----- 原文
文庫化したので購入しました。

個人的には「シックスシグマのジャック」のイメージが非常に強かったのですが、この本によると、ほかにもいろいろな呼ばれ方をしていたようですね。
上巻は、会長就任前のウェルチの姿が内容の半分を占めておりました。
企業のトップの自伝というところでは、先日読んだ某CA社長の本に比べ学ぶところも多く、日々の業務にそのまま生かせそうな考え方が盛りだくさんです。

ただ、一つ気がかりなのは、最近僕の会社の人事評価制度が変わり、この本に書かれているのとそっくりな成果主義的評価制度になったのですが、まさかこれをマネしたんじゃないだろうな、と。
もしマネするなら、評価の制度だけでなく、常に経営トップがしつこいぐらいにビジョンを語るという姿勢もマネしてほしいものです。
おそらく、日本全国のたくさんの経営者がこの本を読み、自分にマネできそうなところだけマネをして中途半端な組織改革をしていることが想像できますが、自社がそうならないよう祈りつつ、ヤバそうなら軌道修正できるように常に声を上げていきたいと思っています。(一中間管理職の話をどの程度聞いてもらえるかわかりませんが)

繰り返しますが、この本自体はとても勉強になります。

で、冒頭でも書きましたが、ウェルチの自伝で何を読みたかったかって、シックスシグマのことなわけです。
もともと、品質管理、品質改善は日本のお家芸だったわけで、それをさらに厳密に数値管理したものがシックスシグマであるということですが、GEの改善成果を真似るべくたくさんの企業がシックスシグマを導入しようとして失敗してきました。
クオリティコントロールはただでさえ数値化するのが難しく、その管理コストといったらバカにならないほどだろうに、それをどうやって現場に根付かせたのか、非常に興味があったのです。

で、成功のコツはいったいなんだったのか。
----------
----- データ一覧
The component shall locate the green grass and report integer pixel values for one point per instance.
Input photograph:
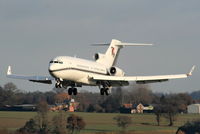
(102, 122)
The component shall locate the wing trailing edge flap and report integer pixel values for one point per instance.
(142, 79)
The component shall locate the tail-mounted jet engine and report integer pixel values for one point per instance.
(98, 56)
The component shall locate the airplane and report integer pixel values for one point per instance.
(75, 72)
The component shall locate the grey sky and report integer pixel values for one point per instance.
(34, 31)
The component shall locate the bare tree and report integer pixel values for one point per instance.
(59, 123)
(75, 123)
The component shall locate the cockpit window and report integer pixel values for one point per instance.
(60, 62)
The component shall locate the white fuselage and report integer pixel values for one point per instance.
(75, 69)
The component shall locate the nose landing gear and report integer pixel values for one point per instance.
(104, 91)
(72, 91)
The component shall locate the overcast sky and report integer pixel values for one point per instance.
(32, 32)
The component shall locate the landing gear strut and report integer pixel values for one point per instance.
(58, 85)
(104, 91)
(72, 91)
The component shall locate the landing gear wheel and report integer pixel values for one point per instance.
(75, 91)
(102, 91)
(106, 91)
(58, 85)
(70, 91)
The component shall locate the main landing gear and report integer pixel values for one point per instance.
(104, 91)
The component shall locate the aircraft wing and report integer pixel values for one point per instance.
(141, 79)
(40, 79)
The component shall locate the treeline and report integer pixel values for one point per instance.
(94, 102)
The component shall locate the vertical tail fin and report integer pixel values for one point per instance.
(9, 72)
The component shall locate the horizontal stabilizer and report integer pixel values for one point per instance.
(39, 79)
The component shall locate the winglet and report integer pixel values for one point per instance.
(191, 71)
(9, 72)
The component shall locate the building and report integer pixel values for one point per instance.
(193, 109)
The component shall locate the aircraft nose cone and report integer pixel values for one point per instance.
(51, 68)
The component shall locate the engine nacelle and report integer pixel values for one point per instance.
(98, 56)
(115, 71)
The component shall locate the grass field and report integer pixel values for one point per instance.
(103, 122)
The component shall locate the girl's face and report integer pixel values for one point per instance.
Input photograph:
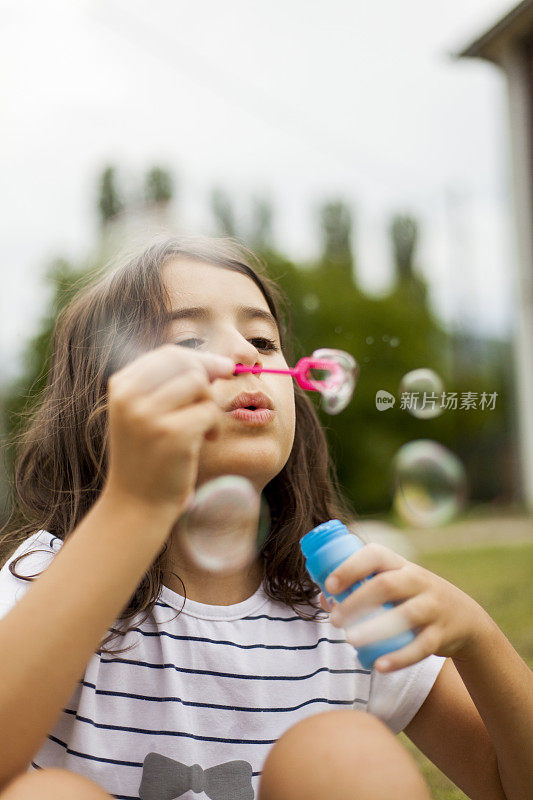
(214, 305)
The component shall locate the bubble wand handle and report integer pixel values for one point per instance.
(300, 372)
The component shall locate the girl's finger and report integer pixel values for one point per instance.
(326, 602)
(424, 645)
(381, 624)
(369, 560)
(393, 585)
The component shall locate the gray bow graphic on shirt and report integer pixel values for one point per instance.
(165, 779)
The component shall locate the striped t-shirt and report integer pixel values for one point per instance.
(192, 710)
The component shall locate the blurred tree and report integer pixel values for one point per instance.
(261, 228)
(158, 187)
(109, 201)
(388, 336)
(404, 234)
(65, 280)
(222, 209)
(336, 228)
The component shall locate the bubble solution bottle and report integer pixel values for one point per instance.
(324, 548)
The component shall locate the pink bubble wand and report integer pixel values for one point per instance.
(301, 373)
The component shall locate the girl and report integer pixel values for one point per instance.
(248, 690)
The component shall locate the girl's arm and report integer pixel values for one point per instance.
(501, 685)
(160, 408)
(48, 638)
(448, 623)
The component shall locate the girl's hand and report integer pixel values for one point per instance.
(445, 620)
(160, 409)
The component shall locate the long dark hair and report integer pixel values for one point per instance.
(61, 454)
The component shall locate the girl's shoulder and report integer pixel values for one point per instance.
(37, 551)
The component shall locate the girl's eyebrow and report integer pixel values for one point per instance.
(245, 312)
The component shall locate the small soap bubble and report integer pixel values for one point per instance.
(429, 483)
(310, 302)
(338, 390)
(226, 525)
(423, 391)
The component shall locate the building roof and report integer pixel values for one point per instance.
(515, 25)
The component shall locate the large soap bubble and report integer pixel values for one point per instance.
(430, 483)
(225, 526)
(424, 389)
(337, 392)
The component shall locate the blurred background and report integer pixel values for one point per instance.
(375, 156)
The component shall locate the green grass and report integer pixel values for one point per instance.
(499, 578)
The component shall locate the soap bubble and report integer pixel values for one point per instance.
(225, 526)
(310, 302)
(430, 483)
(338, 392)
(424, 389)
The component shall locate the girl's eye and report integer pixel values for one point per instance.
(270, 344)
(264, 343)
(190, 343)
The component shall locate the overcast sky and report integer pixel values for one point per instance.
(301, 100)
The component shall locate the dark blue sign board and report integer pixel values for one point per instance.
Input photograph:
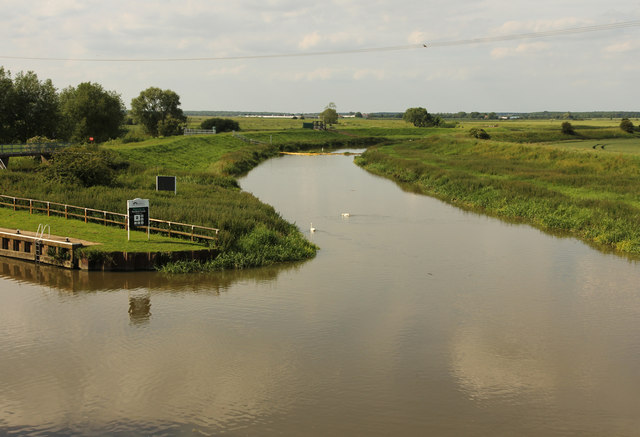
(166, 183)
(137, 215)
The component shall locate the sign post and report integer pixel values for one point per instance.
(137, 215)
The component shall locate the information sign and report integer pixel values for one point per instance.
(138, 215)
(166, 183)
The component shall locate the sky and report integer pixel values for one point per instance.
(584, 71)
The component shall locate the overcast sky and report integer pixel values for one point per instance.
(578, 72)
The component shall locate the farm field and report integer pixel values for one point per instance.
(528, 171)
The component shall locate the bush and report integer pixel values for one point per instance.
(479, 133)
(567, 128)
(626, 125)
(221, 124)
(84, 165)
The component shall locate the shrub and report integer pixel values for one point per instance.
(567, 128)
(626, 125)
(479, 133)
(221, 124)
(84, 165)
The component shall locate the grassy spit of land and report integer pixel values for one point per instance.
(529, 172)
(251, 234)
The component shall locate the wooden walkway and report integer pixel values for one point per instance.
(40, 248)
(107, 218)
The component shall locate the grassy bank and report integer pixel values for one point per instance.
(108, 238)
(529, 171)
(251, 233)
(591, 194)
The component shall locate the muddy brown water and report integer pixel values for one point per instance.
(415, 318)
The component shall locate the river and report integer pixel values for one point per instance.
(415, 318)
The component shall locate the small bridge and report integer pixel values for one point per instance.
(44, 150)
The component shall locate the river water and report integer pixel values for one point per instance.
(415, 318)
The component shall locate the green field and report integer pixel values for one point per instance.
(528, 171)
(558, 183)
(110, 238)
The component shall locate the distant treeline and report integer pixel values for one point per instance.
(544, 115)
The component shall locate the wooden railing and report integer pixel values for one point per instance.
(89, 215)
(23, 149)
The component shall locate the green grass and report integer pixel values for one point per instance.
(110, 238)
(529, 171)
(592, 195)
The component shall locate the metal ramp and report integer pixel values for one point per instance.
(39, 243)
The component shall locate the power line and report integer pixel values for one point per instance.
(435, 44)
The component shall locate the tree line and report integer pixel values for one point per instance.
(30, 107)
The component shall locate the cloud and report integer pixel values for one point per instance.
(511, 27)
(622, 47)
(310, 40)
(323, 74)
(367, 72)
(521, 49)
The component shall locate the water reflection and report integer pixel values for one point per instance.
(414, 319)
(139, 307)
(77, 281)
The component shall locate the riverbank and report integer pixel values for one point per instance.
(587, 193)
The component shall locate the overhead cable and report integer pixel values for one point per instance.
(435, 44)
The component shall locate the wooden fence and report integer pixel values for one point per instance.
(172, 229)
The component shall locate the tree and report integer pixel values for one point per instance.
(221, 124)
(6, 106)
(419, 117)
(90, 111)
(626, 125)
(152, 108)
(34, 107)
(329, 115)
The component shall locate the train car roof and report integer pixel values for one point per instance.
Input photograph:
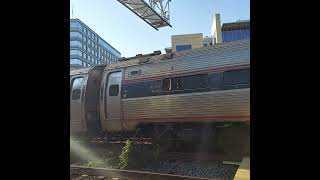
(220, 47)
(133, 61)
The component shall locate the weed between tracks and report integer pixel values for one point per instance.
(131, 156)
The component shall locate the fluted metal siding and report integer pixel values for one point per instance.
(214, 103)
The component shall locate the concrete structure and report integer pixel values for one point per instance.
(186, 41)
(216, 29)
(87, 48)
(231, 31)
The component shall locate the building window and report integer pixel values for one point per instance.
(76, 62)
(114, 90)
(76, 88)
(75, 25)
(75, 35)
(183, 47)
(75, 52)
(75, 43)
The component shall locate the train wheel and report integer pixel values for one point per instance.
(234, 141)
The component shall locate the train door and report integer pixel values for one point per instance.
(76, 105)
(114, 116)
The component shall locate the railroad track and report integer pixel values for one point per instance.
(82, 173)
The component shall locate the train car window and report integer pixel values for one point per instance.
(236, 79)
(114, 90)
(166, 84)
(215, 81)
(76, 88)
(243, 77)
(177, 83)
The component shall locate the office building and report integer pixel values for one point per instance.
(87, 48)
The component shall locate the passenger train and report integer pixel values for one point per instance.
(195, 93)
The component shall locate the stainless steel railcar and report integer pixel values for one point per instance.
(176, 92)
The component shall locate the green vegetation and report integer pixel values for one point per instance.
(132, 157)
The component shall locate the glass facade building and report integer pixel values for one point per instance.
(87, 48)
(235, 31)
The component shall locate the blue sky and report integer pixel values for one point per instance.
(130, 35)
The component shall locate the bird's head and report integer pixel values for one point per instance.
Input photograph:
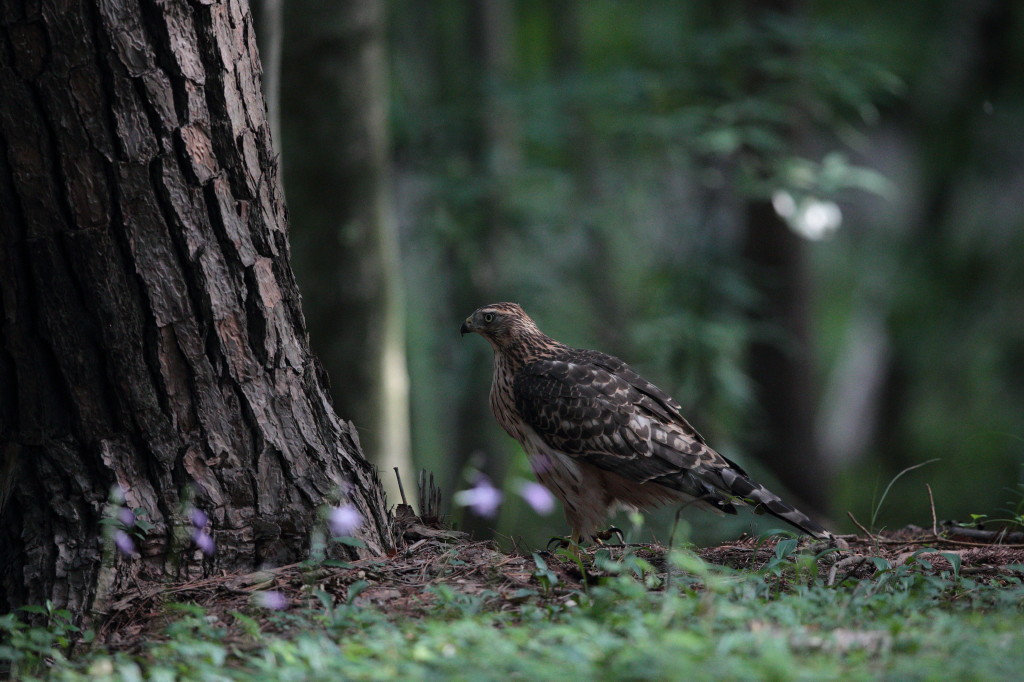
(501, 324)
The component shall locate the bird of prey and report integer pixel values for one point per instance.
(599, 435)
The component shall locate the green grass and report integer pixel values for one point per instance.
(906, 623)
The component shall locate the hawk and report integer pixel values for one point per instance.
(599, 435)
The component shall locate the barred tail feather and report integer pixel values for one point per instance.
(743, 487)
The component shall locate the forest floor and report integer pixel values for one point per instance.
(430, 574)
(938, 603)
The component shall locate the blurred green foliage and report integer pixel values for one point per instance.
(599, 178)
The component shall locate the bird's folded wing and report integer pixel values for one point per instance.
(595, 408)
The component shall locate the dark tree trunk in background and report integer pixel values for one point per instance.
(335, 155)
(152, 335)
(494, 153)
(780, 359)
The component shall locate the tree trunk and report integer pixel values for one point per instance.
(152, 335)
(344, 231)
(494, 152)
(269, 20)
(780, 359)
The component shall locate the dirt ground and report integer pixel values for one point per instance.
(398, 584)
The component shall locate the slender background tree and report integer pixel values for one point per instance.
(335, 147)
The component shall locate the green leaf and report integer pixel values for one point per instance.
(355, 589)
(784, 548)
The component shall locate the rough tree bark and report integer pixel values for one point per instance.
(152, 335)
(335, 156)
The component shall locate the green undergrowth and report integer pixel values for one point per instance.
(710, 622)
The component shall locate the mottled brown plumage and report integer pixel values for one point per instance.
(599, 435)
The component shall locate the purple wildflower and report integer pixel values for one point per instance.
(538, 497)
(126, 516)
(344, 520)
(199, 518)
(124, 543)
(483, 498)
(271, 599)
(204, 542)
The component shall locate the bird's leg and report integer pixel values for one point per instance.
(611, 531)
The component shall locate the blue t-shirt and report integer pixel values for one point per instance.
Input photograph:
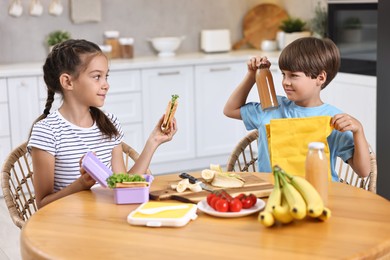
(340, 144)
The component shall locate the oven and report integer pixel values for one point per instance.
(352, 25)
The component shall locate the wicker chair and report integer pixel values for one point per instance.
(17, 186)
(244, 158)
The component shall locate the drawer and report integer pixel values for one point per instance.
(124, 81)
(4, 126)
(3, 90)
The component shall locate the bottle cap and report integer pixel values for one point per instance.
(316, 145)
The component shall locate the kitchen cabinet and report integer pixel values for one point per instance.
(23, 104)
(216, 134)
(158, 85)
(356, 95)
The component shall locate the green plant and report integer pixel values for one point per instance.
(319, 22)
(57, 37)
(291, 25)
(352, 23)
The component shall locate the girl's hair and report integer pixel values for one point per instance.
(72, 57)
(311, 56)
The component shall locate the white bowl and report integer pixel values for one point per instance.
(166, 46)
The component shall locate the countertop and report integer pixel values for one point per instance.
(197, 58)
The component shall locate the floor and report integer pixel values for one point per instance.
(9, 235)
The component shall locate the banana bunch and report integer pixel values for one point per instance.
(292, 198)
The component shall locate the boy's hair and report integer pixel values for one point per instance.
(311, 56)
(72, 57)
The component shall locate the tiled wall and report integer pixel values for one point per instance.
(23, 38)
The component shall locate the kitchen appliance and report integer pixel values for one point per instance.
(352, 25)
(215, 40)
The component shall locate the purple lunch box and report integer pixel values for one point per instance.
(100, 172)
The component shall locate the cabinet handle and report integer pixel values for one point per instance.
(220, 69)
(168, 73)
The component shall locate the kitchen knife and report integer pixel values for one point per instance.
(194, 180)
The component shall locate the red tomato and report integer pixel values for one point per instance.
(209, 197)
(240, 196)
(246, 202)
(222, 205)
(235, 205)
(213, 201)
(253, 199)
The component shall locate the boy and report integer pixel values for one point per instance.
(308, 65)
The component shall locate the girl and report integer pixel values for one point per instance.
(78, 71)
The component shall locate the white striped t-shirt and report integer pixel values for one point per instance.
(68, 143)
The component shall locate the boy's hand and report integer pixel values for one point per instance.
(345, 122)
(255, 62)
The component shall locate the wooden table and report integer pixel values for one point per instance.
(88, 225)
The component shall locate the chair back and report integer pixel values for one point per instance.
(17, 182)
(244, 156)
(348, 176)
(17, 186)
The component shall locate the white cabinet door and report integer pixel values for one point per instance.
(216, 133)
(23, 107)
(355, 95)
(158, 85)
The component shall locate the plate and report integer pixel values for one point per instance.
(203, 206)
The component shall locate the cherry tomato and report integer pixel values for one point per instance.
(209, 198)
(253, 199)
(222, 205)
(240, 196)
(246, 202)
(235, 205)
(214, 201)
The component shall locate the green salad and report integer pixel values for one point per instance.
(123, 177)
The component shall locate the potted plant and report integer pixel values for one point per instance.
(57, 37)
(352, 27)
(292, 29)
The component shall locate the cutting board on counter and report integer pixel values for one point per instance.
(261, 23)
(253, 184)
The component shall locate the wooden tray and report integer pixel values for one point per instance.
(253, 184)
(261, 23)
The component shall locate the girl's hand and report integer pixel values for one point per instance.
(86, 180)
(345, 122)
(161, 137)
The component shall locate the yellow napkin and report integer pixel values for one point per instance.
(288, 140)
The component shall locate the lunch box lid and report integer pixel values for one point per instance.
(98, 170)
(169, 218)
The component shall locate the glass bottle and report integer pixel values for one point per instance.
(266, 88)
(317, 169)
----------
指示: ウェルチの自伝の感想文を、一字も変えずに全文返してください。 このリストは別の出典から取ったものです。

解答:
文庫化したので購入しました。

個人的には「シックスシグマのジャック」のイメージが非常に強かったのですが、この本によると、ほかにもいろいろな呼ばれ方をしていたようですね。
上巻は、会長就任前のウェルチの姿が内容の半分を占めておりました。
企業のトップの自伝というところでは、先日読んだ某CA社長の本に比べ学ぶところも多く、日々の業務にそのまま生かせそうな考え方が盛りだくさんです。

ただ、一つ気がかりなのは、最近僕の会社の人事評価制度が変わり、この本に書かれているのとそっくりな成果主義的評価制度になったのですが、まさかこれをマネしたんじゃないだろうな、と。
もしマネするなら、評価の制度だけでなく、常に経営トップがしつこいぐらいにビジョンを語るという姿勢もマネしてほしいものです。
おそらく、日本全国のたくさんの経営者がこの本を読み、自分にマネできそうなところだけマネをして中途半端な組織改革をしていることが想像できますが、自社がそうならないよう祈りつつ、ヤバそうなら軌道修正できるように常に声を上げていきたいと思っています。(一中間管理職の話をどの程度聞いてもらえるかわかりませんが)

繰り返しますが、この本自体はとても勉強になります。

で、冒頭でも書きましたが、ウェルチの自伝で何を読みたかったかって、シックスシグマのことなわけです。
もともと、品質管理、品質改善は日本のお家芸だったわけで、それをさらに厳密に数値管理したものがシックスシグマであるということですが、GEの改善成果を真似るべくたくさんの企業がシックスシグマを導入しようとして失敗してきました。
クオリティコントロールはただでさえ数値化するのが難しく、その管理コストといったらバカにならないほどだろうに、それをどうやって現場に根付かせたのか、非常に興味があったのです。

で、成功のコツはいったいなんだったのか。